--- Exercise description ---
Exactly as given, repeat all of the entries.
>>>
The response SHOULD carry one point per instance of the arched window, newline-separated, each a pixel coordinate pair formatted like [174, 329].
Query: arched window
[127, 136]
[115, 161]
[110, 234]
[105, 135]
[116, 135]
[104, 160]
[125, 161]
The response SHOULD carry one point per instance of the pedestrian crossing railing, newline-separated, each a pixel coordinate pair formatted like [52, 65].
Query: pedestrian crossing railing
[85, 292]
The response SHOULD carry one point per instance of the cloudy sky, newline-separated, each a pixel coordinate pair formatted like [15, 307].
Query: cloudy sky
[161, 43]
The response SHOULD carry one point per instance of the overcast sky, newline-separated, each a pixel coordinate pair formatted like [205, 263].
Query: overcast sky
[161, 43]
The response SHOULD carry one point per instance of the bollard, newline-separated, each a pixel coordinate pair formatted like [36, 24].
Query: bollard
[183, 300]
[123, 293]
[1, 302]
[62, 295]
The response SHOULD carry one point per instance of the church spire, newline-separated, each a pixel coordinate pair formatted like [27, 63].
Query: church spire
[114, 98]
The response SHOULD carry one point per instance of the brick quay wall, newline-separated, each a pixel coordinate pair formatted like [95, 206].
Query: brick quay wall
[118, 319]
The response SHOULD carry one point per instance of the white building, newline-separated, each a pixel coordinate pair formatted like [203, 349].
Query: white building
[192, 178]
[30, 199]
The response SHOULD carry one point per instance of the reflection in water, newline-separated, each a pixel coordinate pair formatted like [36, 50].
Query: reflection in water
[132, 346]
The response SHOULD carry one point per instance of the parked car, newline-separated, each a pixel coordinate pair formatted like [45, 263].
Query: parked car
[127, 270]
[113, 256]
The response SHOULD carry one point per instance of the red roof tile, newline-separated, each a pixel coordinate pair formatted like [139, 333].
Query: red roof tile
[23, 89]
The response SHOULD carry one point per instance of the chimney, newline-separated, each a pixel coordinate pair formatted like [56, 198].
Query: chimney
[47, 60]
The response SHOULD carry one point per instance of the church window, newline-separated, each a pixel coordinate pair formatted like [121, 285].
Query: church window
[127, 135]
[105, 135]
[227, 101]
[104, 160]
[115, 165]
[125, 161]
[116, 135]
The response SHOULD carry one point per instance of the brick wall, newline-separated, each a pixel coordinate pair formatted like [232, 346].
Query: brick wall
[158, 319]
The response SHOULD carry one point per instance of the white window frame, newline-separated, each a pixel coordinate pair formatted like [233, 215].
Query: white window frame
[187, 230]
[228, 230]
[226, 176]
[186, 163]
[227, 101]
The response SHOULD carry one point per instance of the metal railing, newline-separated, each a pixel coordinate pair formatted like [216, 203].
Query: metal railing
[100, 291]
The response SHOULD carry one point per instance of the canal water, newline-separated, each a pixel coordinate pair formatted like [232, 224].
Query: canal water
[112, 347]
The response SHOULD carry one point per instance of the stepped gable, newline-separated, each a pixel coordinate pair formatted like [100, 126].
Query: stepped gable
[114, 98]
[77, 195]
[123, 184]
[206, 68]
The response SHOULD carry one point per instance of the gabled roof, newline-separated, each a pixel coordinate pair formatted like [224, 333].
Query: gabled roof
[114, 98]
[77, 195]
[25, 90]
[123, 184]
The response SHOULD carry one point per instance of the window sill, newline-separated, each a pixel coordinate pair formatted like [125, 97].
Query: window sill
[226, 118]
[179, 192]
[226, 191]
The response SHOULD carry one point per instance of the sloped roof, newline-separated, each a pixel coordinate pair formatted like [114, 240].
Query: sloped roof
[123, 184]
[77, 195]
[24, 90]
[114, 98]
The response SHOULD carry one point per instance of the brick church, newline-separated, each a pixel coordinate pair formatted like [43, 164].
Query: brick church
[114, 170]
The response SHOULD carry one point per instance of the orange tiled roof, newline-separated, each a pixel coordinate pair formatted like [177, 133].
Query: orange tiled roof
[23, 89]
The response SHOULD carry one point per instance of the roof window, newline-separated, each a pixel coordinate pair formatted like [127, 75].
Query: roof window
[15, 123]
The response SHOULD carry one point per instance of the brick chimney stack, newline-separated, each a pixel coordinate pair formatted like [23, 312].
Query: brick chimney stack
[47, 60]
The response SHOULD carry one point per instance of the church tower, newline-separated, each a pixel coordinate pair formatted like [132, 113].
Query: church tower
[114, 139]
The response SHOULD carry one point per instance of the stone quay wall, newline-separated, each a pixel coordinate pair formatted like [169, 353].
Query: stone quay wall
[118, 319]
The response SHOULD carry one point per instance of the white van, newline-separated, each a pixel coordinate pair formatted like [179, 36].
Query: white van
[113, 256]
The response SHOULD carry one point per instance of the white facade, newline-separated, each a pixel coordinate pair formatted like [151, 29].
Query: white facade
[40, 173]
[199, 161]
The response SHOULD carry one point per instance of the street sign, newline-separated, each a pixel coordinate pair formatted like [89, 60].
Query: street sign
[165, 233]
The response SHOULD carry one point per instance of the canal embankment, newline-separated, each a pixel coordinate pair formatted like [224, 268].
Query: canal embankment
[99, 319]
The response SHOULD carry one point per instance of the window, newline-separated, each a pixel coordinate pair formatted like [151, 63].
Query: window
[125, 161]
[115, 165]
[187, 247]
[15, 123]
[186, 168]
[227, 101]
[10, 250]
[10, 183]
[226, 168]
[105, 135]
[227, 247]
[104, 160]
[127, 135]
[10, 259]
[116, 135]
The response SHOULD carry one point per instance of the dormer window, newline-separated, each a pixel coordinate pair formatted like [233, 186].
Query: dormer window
<<<
--- Reply to the exercise ---
The response SHOULD carry one point per instance of the arched window, newline-separated, each a pixel coordinate pair formatted like [174, 329].
Query: arched window
[127, 136]
[115, 161]
[110, 234]
[105, 135]
[116, 135]
[104, 160]
[125, 161]
The response SHOULD carry one point per instance of the pedestrian crossing railing, newline-separated, each a pixel coordinate pair formatted like [52, 65].
Query: pedestrian crossing railing
[85, 292]
The response SHOULD carry one point per instance of the cloudy sky, newline-separated, each a pixel coordinate pair formatted like [15, 307].
Query: cloudy sky
[161, 43]
The response SHOULD carry one point per instance of the overcast sky, newline-separated, each a pixel coordinate pair formatted like [205, 263].
Query: overcast sky
[161, 43]
The response SHOULD carry one point per instance of the bollard, newline-separated, each a pixel coordinate pair formatted like [36, 24].
Query: bollard
[183, 300]
[123, 293]
[1, 302]
[62, 295]
The response SHOULD carry one point per instance of the church spire, newline-separated, each a pixel coordinate pair formatted like [27, 63].
Query: church spire
[114, 98]
The response SHOULD carry one point per instance of the brick quay wall, newline-separated, each a pixel coordinate pair formatted like [95, 206].
Query: brick quay wall
[118, 319]
The response SHOULD carry one point per instance of the white building, newline-separated, each a pixel coordinate pair formatted like [203, 349].
Query: white building
[192, 178]
[30, 199]
The response SHOULD carry one point per instance of the reflection in water, newline-separated, each a pixel coordinate pair formatted like [36, 50].
Query: reflection in water
[132, 346]
The response SHOULD carry one point per instance of the parked car, newline-separated, each a pixel coordinate pair formatted like [45, 263].
Query: parked car
[127, 270]
[113, 256]
The response SHOULD carry one point per instance of the red roof tile, newline-separated, each a pixel coordinate pair formatted like [139, 333].
Query: red roof tile
[23, 89]
The response SHOULD carry one point per instance of the chimney, newline-separated, each a pixel coordinate pair formatted like [56, 198].
Query: chimney
[47, 60]
The response SHOULD carry one point per instance of the church window, newline-separated, each a pixel coordinate pair formatted like [121, 285].
Query: church window
[127, 135]
[105, 135]
[227, 101]
[104, 160]
[115, 165]
[125, 161]
[116, 135]
The response SHOULD carry one point per instance of the brick wall, newline-separated, each a pixel coordinate pair formatted like [232, 346].
Query: brick wall
[158, 319]
The response SHOULD carry one point per instance of the white window frame, newline-separated, each a pixel coordinate pair formatted like [233, 215].
Query: white window frame
[187, 230]
[228, 230]
[226, 176]
[186, 163]
[227, 101]
The response SHOULD carry one point per instance of the metal railing, newline-separated, each a pixel coordinate pair formatted like [216, 203].
Query: metal railing
[100, 291]
The response SHOULD carry one point per instance of the canal water, newline-separated, each a pixel coordinate pair formatted like [232, 224].
Query: canal water
[112, 347]
The response SHOULD carry one point per instance of the stepped gable, newline-separated, each a pixel coordinate pair formatted like [100, 126].
Query: stepped gable
[114, 98]
[77, 195]
[123, 184]
[206, 68]
The response SHOULD carry one point per instance of the gabled roof, newline-separated, each a pixel coordinate pair formatted like [224, 333].
Query: gabled roof
[114, 98]
[77, 195]
[25, 90]
[123, 184]
The response SHOULD carry one point per instance of the window sill, newline-separated, each a pixel coordinate pair formatted like [125, 97].
Query: window sill
[226, 118]
[179, 192]
[226, 191]
The response SHOULD carry one point per instance of the sloped roof, newline-separated, each a pixel coordinate pair formatted like [114, 240].
Query: sloped roof
[123, 184]
[77, 195]
[24, 90]
[114, 98]
The response SHOULD carry one point per instance of the brick church, newline-separated, each a pixel coordinate pair formatted like [43, 164].
Query: brick church
[114, 170]
The response SHOULD carry one point per instance of the orange tiled roof, newline-separated, each a pixel coordinate pair formatted like [177, 133].
Query: orange tiled roof
[23, 89]
The response SHOULD carry one point per instance of the roof window, newline-separated, each a pixel coordinate pair formatted like [127, 75].
Query: roof window
[15, 123]
The response SHOULD carry one point per instance of the brick chimney stack, newline-separated, each a pixel coordinate pair formatted like [23, 312].
Query: brick chimney stack
[47, 60]
The response SHOULD carry one point per instance of the church tower, newline-separated, each a pixel coordinate pair formatted like [132, 113].
Query: church tower
[114, 139]
The response SHOULD carry one point per instance of the stone quay wall, newline-separated, each a pixel coordinate pair formatted like [169, 353].
Query: stone quay wall
[118, 319]
The response SHOULD carry one point per instance of the white van, newline-separated, each a pixel coordinate pair formatted like [179, 36].
Query: white van
[113, 256]
The response SHOULD carry one point per instance of the white facade, newline-separated, each a pixel coordinate pair formatted like [151, 29].
Query: white facade
[40, 173]
[199, 161]
The response SHOULD carry one point per instance of the street sign, newline-separated, each a pixel coordinate pair formatted like [89, 60].
Query: street sign
[165, 233]
The response SHOULD carry one point per instance of the canal embankment, newline-separated, each a pixel coordinate pair formatted like [224, 268].
Query: canal embankment
[99, 319]
The response SHOULD carry one point per instance of the window, newline-separated, each a pixel coordinate pair formatted like [151, 63].
Query: window
[125, 161]
[115, 165]
[187, 247]
[15, 123]
[186, 168]
[227, 101]
[10, 250]
[10, 183]
[226, 168]
[105, 135]
[227, 247]
[104, 160]
[127, 135]
[10, 259]
[116, 135]
The response SHOULD carry one point per instance of the dormer window, newline-separated, each a pixel coordinate pair formatted like [233, 186].
Query: dormer window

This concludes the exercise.